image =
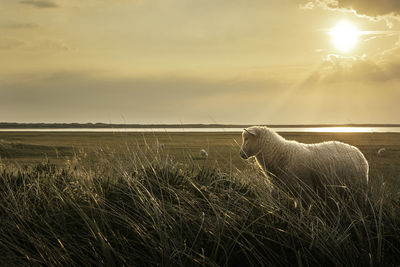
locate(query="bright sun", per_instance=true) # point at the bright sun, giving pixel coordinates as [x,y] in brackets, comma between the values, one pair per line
[344,36]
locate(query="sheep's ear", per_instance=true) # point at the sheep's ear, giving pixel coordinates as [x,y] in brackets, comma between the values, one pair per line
[251,131]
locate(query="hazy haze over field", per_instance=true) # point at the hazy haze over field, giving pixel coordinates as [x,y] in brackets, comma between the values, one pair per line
[205,61]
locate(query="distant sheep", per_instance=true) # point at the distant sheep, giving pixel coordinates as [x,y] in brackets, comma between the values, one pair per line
[160,147]
[203,153]
[381,152]
[312,165]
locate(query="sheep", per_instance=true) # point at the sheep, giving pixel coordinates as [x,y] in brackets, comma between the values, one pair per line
[203,153]
[312,166]
[160,147]
[381,152]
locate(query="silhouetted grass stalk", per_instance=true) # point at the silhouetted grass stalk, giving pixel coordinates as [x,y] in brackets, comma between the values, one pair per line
[142,208]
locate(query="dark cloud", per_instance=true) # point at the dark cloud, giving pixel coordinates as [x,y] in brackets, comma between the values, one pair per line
[372,8]
[39,3]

::::::

» **WRITTEN PROBLEM**
Reproduce every line of the entries above word for word, leaving out the pictures.

» **PROBLEM SOLUTION**
image =
locate(query="bright sun", per_instance=true) # point at the bright sun, giving pixel coordinates as [x,y] in brackets, comma between the values, one pair per line
[344,36]
locate(query="sheep's ear", per_instance=true) # point at the sheep's ear, giving pixel coordinates as [x,y] in brackets, comma between the values, one pair per line
[251,131]
locate(query="hazy haze over field", per_instance=true) # point at the hazy haze over field, giving pixel coordinates as [x,y] in brackets, comma between the values, one pair per line
[205,61]
locate(query="distant sheep", per_instance=true) # point at the distant sheep, giving pixel coordinates as [x,y] in brackets, comma between the values, one pair per line
[160,147]
[203,153]
[381,152]
[312,165]
locate(query="sheep", per_instance=true) # point at the sheep, giving pixel coordinates as [x,y] in brackets, comma between the values, one pair per line
[203,153]
[312,166]
[160,147]
[381,152]
locate(query="silhouetted grass stalk", per_instance=true) # point at the silhouetted grass stalk, giving pixel coordinates as [x,y] in brackets, comma between the values, one pair per line
[142,208]
locate(query="dark cloud", per_instance=true) # point at the dark cloud, giving pixel coordinates as [x,y] in brackets, comma between the values, one pair per line
[372,8]
[39,3]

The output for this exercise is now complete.